● **SHORT PROBLEM**
Transcribe every entry word for word, leaving out all images.

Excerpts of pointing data
++++++
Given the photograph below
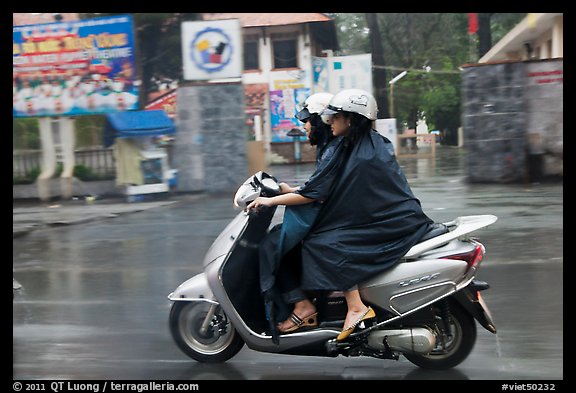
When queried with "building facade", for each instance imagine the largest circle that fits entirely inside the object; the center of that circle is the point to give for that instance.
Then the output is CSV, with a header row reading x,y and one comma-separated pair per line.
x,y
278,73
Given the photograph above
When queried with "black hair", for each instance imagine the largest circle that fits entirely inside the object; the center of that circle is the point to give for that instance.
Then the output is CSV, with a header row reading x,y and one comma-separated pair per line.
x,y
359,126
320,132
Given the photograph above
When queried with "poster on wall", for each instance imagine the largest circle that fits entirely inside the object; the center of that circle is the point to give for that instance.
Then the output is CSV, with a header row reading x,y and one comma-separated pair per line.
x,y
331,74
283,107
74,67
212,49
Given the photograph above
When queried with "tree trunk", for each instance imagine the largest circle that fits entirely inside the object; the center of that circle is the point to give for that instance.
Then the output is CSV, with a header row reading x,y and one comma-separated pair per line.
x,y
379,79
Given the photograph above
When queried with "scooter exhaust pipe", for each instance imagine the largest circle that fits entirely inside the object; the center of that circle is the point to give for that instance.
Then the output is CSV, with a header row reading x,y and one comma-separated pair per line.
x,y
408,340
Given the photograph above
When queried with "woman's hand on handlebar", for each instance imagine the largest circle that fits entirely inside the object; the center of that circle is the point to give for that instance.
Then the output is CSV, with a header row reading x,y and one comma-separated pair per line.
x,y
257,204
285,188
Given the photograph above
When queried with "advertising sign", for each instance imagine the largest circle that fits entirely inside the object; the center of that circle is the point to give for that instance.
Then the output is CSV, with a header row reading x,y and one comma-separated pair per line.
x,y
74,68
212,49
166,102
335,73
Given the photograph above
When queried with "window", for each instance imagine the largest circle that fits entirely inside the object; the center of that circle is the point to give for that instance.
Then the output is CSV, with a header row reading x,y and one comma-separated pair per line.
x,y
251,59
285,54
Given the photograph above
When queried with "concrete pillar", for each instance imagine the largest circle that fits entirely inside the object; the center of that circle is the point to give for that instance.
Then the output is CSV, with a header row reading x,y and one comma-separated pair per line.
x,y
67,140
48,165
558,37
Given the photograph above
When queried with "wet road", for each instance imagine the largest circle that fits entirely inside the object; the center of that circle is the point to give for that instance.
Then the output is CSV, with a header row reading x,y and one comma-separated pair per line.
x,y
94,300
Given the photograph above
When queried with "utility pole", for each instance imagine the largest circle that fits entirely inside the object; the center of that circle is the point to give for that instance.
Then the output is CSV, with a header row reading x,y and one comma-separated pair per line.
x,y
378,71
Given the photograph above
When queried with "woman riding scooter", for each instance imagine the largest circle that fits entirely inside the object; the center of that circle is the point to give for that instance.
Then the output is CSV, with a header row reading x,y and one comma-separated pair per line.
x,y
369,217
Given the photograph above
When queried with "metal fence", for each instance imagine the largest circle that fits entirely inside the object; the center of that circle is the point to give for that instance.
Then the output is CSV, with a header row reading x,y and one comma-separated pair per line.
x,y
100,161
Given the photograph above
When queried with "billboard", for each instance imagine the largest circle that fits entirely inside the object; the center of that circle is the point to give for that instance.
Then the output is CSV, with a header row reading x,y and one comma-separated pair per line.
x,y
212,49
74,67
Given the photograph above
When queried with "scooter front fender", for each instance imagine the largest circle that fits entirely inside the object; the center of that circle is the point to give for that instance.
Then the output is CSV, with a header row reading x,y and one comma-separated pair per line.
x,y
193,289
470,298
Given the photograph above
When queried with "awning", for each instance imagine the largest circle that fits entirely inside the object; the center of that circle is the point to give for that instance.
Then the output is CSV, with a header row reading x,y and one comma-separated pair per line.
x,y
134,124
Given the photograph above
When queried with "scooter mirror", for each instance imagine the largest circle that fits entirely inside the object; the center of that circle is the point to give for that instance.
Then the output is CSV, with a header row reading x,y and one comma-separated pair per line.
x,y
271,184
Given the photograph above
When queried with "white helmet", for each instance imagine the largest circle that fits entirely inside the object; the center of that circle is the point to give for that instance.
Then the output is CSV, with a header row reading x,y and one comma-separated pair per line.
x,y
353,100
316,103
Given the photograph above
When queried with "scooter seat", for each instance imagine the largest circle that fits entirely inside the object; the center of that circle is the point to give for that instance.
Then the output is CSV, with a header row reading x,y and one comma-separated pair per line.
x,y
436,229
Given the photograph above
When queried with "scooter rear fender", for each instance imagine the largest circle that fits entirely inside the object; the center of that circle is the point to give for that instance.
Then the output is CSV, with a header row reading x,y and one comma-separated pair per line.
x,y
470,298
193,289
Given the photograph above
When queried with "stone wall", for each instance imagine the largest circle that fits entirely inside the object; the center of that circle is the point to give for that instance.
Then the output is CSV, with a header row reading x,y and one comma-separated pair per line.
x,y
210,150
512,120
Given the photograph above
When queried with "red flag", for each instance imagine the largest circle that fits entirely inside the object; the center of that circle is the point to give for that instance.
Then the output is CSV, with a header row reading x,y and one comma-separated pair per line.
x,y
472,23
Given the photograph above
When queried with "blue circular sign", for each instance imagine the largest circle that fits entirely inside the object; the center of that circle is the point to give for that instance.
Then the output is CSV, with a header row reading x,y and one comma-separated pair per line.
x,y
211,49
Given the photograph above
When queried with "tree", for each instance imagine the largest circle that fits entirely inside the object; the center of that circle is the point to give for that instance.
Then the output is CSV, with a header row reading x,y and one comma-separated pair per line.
++++++
● **WRITTEN REPLY**
Given the photograph below
When queried with "building facade", for each instance imagine the largest circle that fits entirely inside the object; the center of that circle is the point to give for that instance.
Then the output is CSV, with a header row reading x,y and one comma-separated pair per line.
x,y
278,73
Given the photograph above
When queried with "black hair", for each instance imagine the largest circle that fits entirely inside the object; the center of that circle is the point to give for that instance.
Then the output is CSV, with a header row reading x,y and one comma-separated pair per line.
x,y
359,126
320,132
Given the photograph above
When queried with "poster on wall", for each instance imagine the largest circle that fits entirely inside the object; the center of that circle is the point to give for that instance.
Then the output is CSV, with a header row reading x,y and one comma-separated pair per line.
x,y
331,74
283,107
74,67
212,49
Given the photograph above
When queried with "tree trunk", for each instance imagine the largest circle that fits entirely inside the object; the center of that circle is the point to give for that instance.
Then the output is CSV, with a header row reading x,y and one comma-separated pair per line.
x,y
379,79
Given the photograph above
When queried with "scooter exhaust pipe", for each instance imagine the largest circle that fits entirely inside the object; the center of that circle is the point to give for that instance.
Then the output is CSV, with a header row reading x,y and one comma-separated pair per line.
x,y
408,340
Given the photograph above
When queried with "woman's hand on handlebar", for each instance imagine the largest circle that fits entirely inside the object; the center of that circle is the point to give for that instance.
Then the output is CSV, with a header row reading x,y and one comma-separated pair per line.
x,y
257,204
285,188
Given the photograph above
When queried with "advertising sign", for each instance imagine the largest circle that fits entirely inside the object; the center of that circle is the point to give for that instance.
Then the output is CSV, with a header row reading x,y and one comma-separated pair per line.
x,y
74,68
212,49
166,102
335,73
Given the photograph above
When queried with "window", for each instance imagine the largest circle that fits entirely inside the object; the center of that circle is the point to give for that instance.
Then the output is CSV, with a header row reading x,y and one comma-separated pair per line.
x,y
251,59
285,54
Given the photograph above
When queried with "concrete pillar", for each instance imagine the largest circle that fits entirely inside the object; the center of that circle is the point to give for that instance.
Then the output is CSV, with a header row reading x,y and one comma-separated pair per line.
x,y
67,140
48,165
558,37
Given the photograph above
When queried with "wet road", for each instance imagine the largest circle that fits entirely inside the object; the center of that circle is the point to give for that instance.
Then the output is CSV, with a header row reading x,y and one comma-separated pair per line.
x,y
94,300
Given the photograph above
When queried with "utility pole", for each instance imagine the largest circle that fits entirely inside the object; the center of that circle is the point to give for that instance.
Then the output is CSV, with a header row reading x,y and one comma-separated pair per line.
x,y
378,71
Given the photograph above
When queried with "woman riding scooter", for each instance imagine the largest circle that fits entirely inside the object; the center of that circle is the point to give for that instance.
Then the output is CSV, with a header row reading x,y and one comma-separated pair per line.
x,y
369,217
Given the photograph above
When queried with "metal fence", for each instance imagine the largest circle that fits entirely inside the object; the center of that circle is the point to give for that instance.
Then the output is CSV, with a header row reading x,y and one comma-separated pair per line.
x,y
100,161
Given the photograph above
When queried with "billboard", for each instance imagine the largest circle that fits entirely inside the object; the center of that circle is the point to give for that instance.
Then the output is CSV, with a header row reading x,y and one comma-separated pair per line.
x,y
212,49
74,67
Given the photograph above
When queried with "scooter front fender", for each instance imagine the largest circle that fits entirely inside the object; the center of that circle is the point to give for that instance.
Then the output is CSV, with a header row reading x,y and one comma-separated pair per line.
x,y
193,289
470,298
Given the photograph above
When queried with "awning", for each instance imagine the largest circle that fits entirely inside the object; the center of that circle is the point to give for that instance.
Then the output is CSV, with a header row reading x,y and one comma-separated pair per line.
x,y
134,124
Given the photograph above
When queried with "scooter mirror", for each instance imagine the largest circle that fits entirely inside the object; the center of that circle is the point to give for that instance.
Then the output is CSV, with a header row reading x,y and one comma-separated pair per line.
x,y
271,184
Given the photograph above
When queried with "white helmet", for each instance imagine the largest circle that fits entirely inside the object; the center of that circle is the point to give for that instance.
Then the output is CSV, with a header row reading x,y and one comma-separated pair per line.
x,y
353,100
316,103
Given the photograph above
When queried with "scooter seat", for each instance imagine the largest circle that fits entirely inside the object; the center of that circle is the point to give for that instance.
Then the output is CSV, with a header row reading x,y and one comma-separated pair per line.
x,y
436,229
Given the photograph above
When queried with "scooter rear fender", for each instance imagine the largest circle that fits entirely inside the object; the center of that circle is the point to give for that instance.
Then the output is CSV, with a header row reading x,y and one comma-separated pair per line.
x,y
470,298
193,289
Given the photograph above
When queried with "stone wall", for each instance imagine the largest circle that fits entirely inside the object; the center of that circle is the point to give for that instance.
Then the output is CSV, with a header row reading x,y and one comma-separated pair per line.
x,y
210,150
512,120
Given the photograph above
When queried with "red flag", for each instance imagine the largest circle that fits entirely inside the object; the center of that circle is the point to give for that instance.
Then the output is CSV, with a header row reading x,y and one comma-separated pair per line.
x,y
472,23
Given the photograph above
When queried with "blue circular sign", for each instance imagine the largest circle that fits entirely inside the object; the center of that circle is the point to give for that instance.
Then the output is CSV, with a header row reading x,y and one comma-separated pair per line.
x,y
211,49
Given the photograph above
When queried with "tree", for each instance imagine the largest circle that fits entirely inside the object; the center of that circle is the point to give for that instance.
Then the output is CSV, with a header row reading x,y and one comma-separated pair per line.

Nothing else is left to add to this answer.